A block of data:
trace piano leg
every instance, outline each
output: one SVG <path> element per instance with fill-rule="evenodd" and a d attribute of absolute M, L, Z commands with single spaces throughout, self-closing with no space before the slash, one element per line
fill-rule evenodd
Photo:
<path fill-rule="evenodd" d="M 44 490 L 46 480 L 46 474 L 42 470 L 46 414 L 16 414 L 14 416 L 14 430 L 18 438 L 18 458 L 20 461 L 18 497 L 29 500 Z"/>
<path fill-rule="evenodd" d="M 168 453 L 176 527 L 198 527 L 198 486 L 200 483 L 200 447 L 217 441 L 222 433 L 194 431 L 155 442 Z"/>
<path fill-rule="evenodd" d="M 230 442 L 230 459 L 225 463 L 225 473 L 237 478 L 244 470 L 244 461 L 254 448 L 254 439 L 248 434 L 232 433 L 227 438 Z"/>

**What is required:**
Please lay out all of the lines above as a Markdown table with the columns "Row" and "Line", numbering each row and leaving out any blank lines.

**Expected answer:**
| Row | Line |
|---|---|
| 1 | trace piano leg |
| 2 | every instance, outline each |
| 3 | output: one SVG <path> element per instance with fill-rule="evenodd" and a d attribute of absolute M, L, Z commands with single spaces throughout, self-closing with no space before the slash, one element per line |
| 4 | fill-rule evenodd |
| 5 | Photo: |
| 6 | <path fill-rule="evenodd" d="M 44 490 L 46 480 L 46 474 L 42 470 L 46 414 L 16 414 L 14 416 L 14 430 L 18 438 L 18 458 L 20 461 L 18 497 L 29 500 Z"/> |
| 7 | <path fill-rule="evenodd" d="M 168 453 L 176 527 L 198 527 L 198 486 L 200 483 L 200 447 L 217 441 L 222 433 L 194 431 L 155 442 Z"/> |
| 8 | <path fill-rule="evenodd" d="M 230 442 L 230 459 L 225 463 L 225 473 L 237 478 L 244 470 L 244 461 L 254 448 L 254 439 L 248 434 L 232 433 L 227 438 Z"/> |